### Directions for this task
When you retype the data, keep every word exactly and include none of the pictures.

-- Opening Marker --

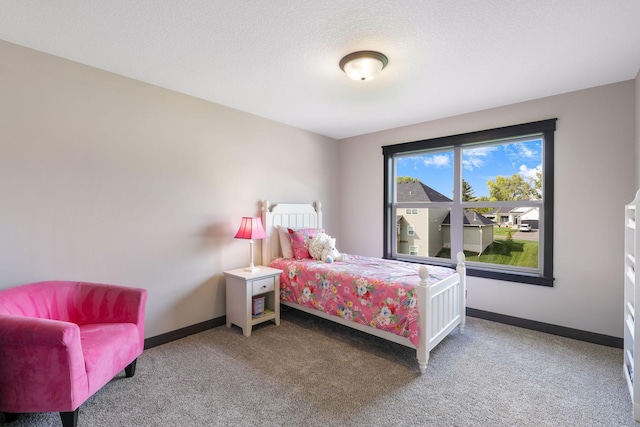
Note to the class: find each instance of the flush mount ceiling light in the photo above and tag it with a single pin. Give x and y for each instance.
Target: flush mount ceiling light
(363, 65)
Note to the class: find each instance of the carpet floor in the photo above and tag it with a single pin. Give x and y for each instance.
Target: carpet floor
(312, 372)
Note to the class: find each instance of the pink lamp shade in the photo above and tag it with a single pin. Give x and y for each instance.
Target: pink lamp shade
(251, 228)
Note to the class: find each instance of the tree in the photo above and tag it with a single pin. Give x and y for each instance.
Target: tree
(512, 188)
(467, 192)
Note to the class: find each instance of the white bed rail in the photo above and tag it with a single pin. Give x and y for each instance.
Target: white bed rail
(446, 307)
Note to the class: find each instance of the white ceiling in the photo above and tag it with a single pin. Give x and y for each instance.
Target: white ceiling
(279, 59)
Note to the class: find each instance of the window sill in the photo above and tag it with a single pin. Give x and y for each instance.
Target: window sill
(508, 276)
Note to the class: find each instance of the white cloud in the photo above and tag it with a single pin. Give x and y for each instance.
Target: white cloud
(528, 173)
(475, 157)
(437, 160)
(524, 150)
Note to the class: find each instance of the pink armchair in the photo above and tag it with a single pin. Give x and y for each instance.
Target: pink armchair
(60, 342)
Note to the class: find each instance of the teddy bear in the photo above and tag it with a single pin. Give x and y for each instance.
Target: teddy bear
(323, 247)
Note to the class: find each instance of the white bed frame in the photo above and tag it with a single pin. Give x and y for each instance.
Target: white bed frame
(442, 305)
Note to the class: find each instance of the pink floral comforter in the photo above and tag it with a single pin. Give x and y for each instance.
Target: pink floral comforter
(371, 291)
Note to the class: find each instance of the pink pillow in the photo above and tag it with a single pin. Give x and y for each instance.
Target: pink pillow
(300, 241)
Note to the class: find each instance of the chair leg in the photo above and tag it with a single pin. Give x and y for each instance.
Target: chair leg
(130, 370)
(69, 419)
(10, 417)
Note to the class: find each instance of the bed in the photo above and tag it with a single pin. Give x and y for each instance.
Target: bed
(410, 304)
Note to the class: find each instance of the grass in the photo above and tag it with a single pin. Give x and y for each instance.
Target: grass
(519, 253)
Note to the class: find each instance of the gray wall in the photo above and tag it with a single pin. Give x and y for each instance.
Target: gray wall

-- Closing Marker --

### Your response
Note to the class: find each instance of the flush mount ceiling light in the photo above and tag it with a single pin. Give x and y for each instance.
Target: flush mount ceiling light
(363, 65)
Note to the class: find each instance of the carpet floor in the photo above and tag it with a single pin. Give x and y for each instance.
Target: carpet floor
(312, 372)
Note to the class: find each instance of the pink lamp shade in the photo above and tag it with a single pin. Give x and y for each instance.
Target: pink lamp shade
(251, 228)
Note to the class: find each instance of the tree in the photo above and tag it with a single pin. Give x and y for each instance.
Target: tree
(512, 188)
(467, 192)
Note to the class: find each instance of the white bed rail in the photo above and tag it with a single pin. Give x and y for each instance.
Target: white bed rail
(446, 307)
Note to the class: find each instance of the white ceiling in the photo above and tag it with a single pin. Give x and y for each instance.
Target: white ceiling
(279, 59)
Note to the class: find each instance of the window sill in the photo above and tag it with a single pin. Give x and y for each instance.
Target: window sill
(508, 276)
Note to the class: find each instance of the white cloud in the photo above and tag it with a single pin. Give x and y for each instance.
Target: white cloud
(528, 173)
(475, 157)
(437, 160)
(524, 150)
Note to the class: find each instance of the pink armchair in the photo above and tag it with a single pin. Give x and y for each instance.
Target: pink armchair
(60, 342)
Note to the class: find each instance of the teddy bear in the photo above and tag it with a single pin. Give x and y for each instance.
Target: teddy bear
(323, 247)
Note to the class: find each instance of the white bed frame in the photo above and tag it with a single pin. Give x and y for each instance.
Target: white bed frame
(442, 305)
Note to the class: find each instance of the pink floral comforter in the photo above and tag it with a single pin. Give x and y for each instance.
Target: pink floral comforter
(371, 291)
Note to the class: find each instance of the pink pillow in the photo above and tag it with a single pin. Give x and y for each instance.
Target: pink pillow
(300, 241)
Note to the class: find each instance of the chair leg in the photo above and tag it with a single pin. Give x and y for each instance.
Target: chair leg
(130, 370)
(69, 419)
(10, 417)
Note to the class: find each instance of the bed in the photo above and tag it with a single pin. Give x and y for each instance.
Target: bed
(410, 304)
Note to the class: find each instance of the grass in the photo above and tag it with a single pin. Give x and y for each instance.
Target: grass
(519, 253)
Note to the class: find each instance of the gray wall in the photo above and tag it with a single pin. Give x and y for each instance.
Target: gray wall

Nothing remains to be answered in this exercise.